> **Exercise brief**:
Reproduce the lines of the data between the line holding "Can you find the backpack" and the line holding "pixel 441 288", inclusive, with "dark clothing" swapped for "gray clothing" and everything else unchanged.

Records from a data source

-- start --

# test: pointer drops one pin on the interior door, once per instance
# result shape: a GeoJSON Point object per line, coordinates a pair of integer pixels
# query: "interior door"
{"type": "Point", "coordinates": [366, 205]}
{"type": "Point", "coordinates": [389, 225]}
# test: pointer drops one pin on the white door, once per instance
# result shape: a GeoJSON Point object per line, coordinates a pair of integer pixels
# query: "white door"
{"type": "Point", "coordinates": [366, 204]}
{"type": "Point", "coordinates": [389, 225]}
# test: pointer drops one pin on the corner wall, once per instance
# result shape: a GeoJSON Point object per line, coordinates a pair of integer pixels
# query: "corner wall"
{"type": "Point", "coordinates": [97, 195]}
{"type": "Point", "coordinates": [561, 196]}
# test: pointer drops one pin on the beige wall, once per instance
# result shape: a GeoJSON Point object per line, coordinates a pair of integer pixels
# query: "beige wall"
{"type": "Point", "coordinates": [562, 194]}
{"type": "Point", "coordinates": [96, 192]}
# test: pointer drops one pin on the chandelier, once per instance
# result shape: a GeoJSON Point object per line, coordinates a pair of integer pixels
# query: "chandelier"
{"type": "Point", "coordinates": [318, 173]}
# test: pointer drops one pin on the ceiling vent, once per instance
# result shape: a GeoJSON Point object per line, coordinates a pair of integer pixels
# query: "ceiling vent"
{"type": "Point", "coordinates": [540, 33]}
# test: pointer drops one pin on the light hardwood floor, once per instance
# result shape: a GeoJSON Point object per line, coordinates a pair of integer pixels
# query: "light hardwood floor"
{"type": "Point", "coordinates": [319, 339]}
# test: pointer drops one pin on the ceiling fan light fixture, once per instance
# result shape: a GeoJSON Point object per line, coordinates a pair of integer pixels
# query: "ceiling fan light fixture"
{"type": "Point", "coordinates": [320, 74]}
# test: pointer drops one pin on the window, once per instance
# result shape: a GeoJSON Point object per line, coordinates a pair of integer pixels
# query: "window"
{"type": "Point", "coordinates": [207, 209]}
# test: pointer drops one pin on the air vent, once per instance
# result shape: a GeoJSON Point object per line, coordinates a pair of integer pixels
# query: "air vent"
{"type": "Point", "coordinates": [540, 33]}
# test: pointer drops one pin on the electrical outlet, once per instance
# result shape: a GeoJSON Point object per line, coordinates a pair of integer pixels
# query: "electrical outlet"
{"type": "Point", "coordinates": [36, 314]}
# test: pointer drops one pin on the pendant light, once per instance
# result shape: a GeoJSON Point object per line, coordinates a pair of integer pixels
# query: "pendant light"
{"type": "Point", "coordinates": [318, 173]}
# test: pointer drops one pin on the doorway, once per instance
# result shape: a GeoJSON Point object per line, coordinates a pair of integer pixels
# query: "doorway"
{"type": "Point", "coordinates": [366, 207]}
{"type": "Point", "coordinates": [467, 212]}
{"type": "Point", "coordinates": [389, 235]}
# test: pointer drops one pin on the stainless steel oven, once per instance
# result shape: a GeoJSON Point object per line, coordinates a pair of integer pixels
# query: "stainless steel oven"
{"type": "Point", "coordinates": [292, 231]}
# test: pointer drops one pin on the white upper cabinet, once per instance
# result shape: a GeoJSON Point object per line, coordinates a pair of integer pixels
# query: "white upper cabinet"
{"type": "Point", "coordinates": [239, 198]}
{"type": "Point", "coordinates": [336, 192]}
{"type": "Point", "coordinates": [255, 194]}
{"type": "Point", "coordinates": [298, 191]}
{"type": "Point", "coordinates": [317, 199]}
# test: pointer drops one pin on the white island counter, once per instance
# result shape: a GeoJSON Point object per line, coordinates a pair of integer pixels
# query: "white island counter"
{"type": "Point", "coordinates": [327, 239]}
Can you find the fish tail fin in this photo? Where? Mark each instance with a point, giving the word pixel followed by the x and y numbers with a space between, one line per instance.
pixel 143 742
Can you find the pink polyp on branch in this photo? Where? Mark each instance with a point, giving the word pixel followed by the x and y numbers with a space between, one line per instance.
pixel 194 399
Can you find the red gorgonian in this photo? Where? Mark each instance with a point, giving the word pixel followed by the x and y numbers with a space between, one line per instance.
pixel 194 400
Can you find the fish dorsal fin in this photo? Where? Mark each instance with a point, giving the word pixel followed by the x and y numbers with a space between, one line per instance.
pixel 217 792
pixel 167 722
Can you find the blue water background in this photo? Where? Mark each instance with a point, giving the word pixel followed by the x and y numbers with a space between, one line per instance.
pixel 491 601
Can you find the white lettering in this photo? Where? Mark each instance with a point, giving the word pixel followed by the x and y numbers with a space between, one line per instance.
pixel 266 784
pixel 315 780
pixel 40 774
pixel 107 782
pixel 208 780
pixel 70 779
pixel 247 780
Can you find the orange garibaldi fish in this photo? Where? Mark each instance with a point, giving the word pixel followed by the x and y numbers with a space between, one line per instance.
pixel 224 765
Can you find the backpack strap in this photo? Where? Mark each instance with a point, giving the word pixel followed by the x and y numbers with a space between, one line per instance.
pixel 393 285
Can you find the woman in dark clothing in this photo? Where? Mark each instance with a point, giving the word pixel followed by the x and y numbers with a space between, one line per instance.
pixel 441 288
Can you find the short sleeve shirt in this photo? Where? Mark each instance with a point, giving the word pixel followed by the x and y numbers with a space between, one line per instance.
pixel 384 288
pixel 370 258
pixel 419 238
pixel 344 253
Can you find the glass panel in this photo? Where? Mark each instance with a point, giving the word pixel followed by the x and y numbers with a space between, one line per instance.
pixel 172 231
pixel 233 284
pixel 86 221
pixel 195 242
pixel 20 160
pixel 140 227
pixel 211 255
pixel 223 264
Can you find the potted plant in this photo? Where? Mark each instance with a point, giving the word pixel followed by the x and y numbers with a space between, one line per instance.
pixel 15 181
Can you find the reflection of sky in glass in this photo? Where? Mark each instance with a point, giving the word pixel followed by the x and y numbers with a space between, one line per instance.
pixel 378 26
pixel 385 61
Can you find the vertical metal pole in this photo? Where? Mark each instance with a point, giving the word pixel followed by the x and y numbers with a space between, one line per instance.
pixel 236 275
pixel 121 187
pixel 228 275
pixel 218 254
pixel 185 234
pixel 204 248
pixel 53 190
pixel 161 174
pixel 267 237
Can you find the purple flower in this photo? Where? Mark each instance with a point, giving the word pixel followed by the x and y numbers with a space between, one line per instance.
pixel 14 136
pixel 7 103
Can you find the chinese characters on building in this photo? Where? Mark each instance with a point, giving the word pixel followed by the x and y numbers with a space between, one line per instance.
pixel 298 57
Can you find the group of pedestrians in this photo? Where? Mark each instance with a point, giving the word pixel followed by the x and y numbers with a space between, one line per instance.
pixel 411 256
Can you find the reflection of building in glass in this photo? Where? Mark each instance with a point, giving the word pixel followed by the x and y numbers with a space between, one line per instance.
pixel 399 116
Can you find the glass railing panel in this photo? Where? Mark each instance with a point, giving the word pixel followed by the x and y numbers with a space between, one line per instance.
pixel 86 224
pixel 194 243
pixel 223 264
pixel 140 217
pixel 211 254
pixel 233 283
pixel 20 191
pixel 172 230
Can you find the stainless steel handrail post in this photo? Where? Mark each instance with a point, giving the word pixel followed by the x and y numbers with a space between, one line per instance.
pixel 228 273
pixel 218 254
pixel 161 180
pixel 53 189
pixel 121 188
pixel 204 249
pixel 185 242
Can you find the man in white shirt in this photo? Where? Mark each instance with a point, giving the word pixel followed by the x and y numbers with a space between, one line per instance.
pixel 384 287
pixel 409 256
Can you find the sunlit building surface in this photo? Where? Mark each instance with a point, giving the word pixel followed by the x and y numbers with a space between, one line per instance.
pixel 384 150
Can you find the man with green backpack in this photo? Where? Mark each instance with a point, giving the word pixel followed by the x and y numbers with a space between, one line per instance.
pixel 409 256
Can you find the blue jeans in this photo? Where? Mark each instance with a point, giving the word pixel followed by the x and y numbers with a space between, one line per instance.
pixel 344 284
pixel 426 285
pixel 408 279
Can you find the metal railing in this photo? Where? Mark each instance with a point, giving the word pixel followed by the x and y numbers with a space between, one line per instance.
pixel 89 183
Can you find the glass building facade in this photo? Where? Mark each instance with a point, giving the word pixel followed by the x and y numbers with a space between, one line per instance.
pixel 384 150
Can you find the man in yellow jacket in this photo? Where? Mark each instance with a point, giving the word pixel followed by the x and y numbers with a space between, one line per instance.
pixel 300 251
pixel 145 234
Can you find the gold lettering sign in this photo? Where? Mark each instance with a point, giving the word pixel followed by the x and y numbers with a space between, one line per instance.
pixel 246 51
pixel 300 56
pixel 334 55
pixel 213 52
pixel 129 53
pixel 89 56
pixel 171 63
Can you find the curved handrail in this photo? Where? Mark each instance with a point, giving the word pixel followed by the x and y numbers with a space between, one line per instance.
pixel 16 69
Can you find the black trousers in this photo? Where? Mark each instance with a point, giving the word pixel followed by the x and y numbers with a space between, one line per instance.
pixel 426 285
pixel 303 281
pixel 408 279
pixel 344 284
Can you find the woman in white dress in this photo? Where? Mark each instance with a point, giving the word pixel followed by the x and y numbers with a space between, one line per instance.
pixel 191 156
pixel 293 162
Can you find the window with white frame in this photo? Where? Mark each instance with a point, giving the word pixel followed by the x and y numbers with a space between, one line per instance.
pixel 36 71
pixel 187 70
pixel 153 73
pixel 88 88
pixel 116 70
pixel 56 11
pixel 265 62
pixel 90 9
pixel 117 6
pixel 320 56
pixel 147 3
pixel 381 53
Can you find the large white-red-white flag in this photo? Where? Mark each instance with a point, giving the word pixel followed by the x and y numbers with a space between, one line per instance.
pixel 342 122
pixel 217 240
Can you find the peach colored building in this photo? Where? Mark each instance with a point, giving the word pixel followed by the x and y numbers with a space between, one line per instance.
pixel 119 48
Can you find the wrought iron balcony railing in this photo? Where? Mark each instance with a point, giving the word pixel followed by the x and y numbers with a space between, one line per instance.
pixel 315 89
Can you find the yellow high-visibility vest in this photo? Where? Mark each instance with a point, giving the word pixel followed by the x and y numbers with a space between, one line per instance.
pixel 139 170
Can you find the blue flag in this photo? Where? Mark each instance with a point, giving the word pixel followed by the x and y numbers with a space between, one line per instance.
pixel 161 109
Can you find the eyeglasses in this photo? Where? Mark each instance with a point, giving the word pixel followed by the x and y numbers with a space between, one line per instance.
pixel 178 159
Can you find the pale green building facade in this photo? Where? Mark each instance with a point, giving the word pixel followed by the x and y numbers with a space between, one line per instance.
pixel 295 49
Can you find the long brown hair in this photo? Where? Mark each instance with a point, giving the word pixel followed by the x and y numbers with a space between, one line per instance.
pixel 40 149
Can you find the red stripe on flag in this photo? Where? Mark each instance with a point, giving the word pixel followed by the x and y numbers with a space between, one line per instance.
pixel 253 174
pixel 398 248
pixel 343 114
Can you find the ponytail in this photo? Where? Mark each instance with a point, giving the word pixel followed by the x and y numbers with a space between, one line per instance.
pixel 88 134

-- end --

> **Task solution**:
Can you find the backpack strap in this photo? Where? Mark each instance with a point, giving the word pixel followed by the x and y numbers with a space between, one line per instance.
pixel 393 285
Can you find the woman in gray clothing in this photo? Where? Mark each instance with a point, giving the word pixel followed by the x and y numbers with a space between, one line per instance.
pixel 441 288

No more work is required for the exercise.